━━━━━ Data extract ━━━━━

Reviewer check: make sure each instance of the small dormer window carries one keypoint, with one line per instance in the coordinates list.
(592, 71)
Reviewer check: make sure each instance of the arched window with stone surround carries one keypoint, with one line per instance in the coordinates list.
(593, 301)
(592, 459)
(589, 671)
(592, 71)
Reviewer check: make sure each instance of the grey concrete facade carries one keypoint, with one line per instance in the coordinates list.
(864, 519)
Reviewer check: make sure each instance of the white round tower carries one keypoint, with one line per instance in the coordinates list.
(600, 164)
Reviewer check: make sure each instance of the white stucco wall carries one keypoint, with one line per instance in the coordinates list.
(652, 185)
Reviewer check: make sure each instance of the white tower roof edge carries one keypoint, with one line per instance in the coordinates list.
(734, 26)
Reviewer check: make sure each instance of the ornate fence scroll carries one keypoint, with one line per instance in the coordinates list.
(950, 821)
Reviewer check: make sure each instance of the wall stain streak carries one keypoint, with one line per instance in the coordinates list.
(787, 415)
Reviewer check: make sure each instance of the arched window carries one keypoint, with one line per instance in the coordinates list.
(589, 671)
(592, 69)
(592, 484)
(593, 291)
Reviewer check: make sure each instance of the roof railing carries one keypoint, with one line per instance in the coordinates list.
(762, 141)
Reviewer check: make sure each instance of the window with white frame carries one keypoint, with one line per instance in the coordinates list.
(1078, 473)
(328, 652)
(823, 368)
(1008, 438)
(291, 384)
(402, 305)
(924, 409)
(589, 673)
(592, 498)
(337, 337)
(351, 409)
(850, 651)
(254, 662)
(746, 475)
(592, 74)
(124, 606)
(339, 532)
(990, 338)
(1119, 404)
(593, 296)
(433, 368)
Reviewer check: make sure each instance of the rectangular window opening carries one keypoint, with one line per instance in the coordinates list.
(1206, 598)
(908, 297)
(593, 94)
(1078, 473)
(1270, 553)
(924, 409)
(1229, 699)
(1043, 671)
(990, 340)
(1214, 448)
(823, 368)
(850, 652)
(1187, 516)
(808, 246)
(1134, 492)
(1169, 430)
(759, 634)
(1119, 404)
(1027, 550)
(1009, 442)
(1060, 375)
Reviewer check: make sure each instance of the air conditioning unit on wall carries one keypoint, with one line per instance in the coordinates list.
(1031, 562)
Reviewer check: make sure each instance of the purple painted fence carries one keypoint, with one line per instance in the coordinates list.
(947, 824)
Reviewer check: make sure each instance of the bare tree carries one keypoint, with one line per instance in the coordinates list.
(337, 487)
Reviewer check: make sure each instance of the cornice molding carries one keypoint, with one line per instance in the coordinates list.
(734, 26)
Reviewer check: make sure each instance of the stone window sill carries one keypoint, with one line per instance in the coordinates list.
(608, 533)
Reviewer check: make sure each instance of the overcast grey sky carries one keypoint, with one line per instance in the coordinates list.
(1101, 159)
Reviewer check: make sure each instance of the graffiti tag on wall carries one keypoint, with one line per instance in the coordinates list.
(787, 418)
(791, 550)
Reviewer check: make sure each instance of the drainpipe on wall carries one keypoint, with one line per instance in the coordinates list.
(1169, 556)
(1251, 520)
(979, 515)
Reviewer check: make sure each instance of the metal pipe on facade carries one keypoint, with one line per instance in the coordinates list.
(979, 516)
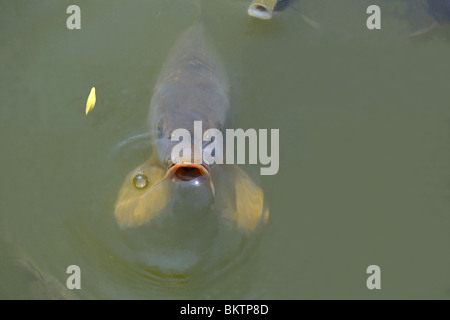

━━━━━

▸ **Work to complete**
Omit every picture, then write out the entries above exactly.

▸ **Answer**
Reviewer check: make sure each instance of the small dormer window carries one keypoint, with one line per instance in the coordinates list.
(592, 71)
Reviewer check: make sure each instance of the arched window with stone surround carries one keypoint, with one line per instance in the coordinates list.
(593, 301)
(592, 459)
(589, 671)
(592, 71)
Reviewer check: make sure each instance of the grey concrete facade carries one keypoint, with one line per instance in the coordinates list.
(864, 519)
Reviewer check: make sure each instance of the white round tower carries one keypoint, with one line per instance in the coordinates list.
(600, 164)
Reviewer check: make sure each instance of the white stucco wall carries one keypoint, with one line per instance in the coordinates list.
(652, 185)
Reviewer check: make sure each instance of the white tower roof edge carries one keypoint, with one line per instance in the coordinates list.
(734, 26)
Reviewer check: make sure each instance of the ornate fence scroll carries one keypoint, with one line per instance in the coordinates list.
(950, 821)
Reviewer check: make sure each instance of the wall stain streak carries one keypoint, with one line per instance in the coordinates list.
(787, 415)
Reviewer check: make sure each instance of the arched window carries one keypoint, with one line per instance in the coordinates list.
(589, 671)
(592, 69)
(592, 484)
(593, 291)
Reviewer check: make sure each instance of the roof railing carries one keypoint, with one line per instance in the coordinates list.
(762, 141)
Reviewer check: make sure each instance of the window with white frame carries one keypoint, with one line per instance in the coordinates list.
(1078, 473)
(328, 652)
(823, 368)
(1008, 438)
(291, 384)
(402, 305)
(924, 409)
(589, 673)
(592, 498)
(337, 337)
(351, 409)
(850, 651)
(254, 662)
(746, 475)
(592, 74)
(124, 606)
(339, 532)
(990, 338)
(1119, 404)
(593, 296)
(433, 368)
Reviewer check: make sure each instance of the rectangular window opening carries one keypoint, with one line per instance in the coordinates list.
(1206, 598)
(908, 297)
(593, 94)
(1078, 473)
(1270, 553)
(924, 409)
(1229, 699)
(1043, 671)
(990, 340)
(1214, 448)
(823, 368)
(850, 652)
(1187, 516)
(808, 246)
(1134, 492)
(1169, 430)
(759, 634)
(1119, 404)
(1027, 550)
(1009, 442)
(1060, 375)
Reviewer check: make sure each instance of the air conditioning unit on wall carries one keypoint, with one line per instance in the coordinates list.
(1031, 562)
Reviewer check: make sure each instance of the purple painted fence carries one keypoint, with one line per instance in the coordinates list.
(947, 824)
Reviewer check: make sure each instance of the bare tree carries one keypoint, with one line per instance in the coordinates list.
(337, 487)
Reviewer check: make sure each instance of the cornice molding carries one keypoint, with one line per instance in the coordinates list.
(734, 26)
Reviewer check: make sure each instance of the stone window sill carries one keypoint, with one line per instance in the coordinates list.
(608, 533)
Reviewer check: make sure each instance of the overcast grey sky carries one keypoint, with one line per instance in the coordinates list.
(1101, 159)
Reviewer check: make sure each instance of the graffiti tag on wall carries one keypoint, with one line per instance in the coordinates list.
(787, 418)
(791, 550)
Reviewer check: make sure each instance of the drainpipe on wall carries one keypoint, with one line per instance in the coordinates list.
(1169, 556)
(1251, 520)
(979, 515)
Reviewer check: make sure each instance of the metal pipe on facade carries one keypoint, with one line per instance in the coordinates list.
(979, 516)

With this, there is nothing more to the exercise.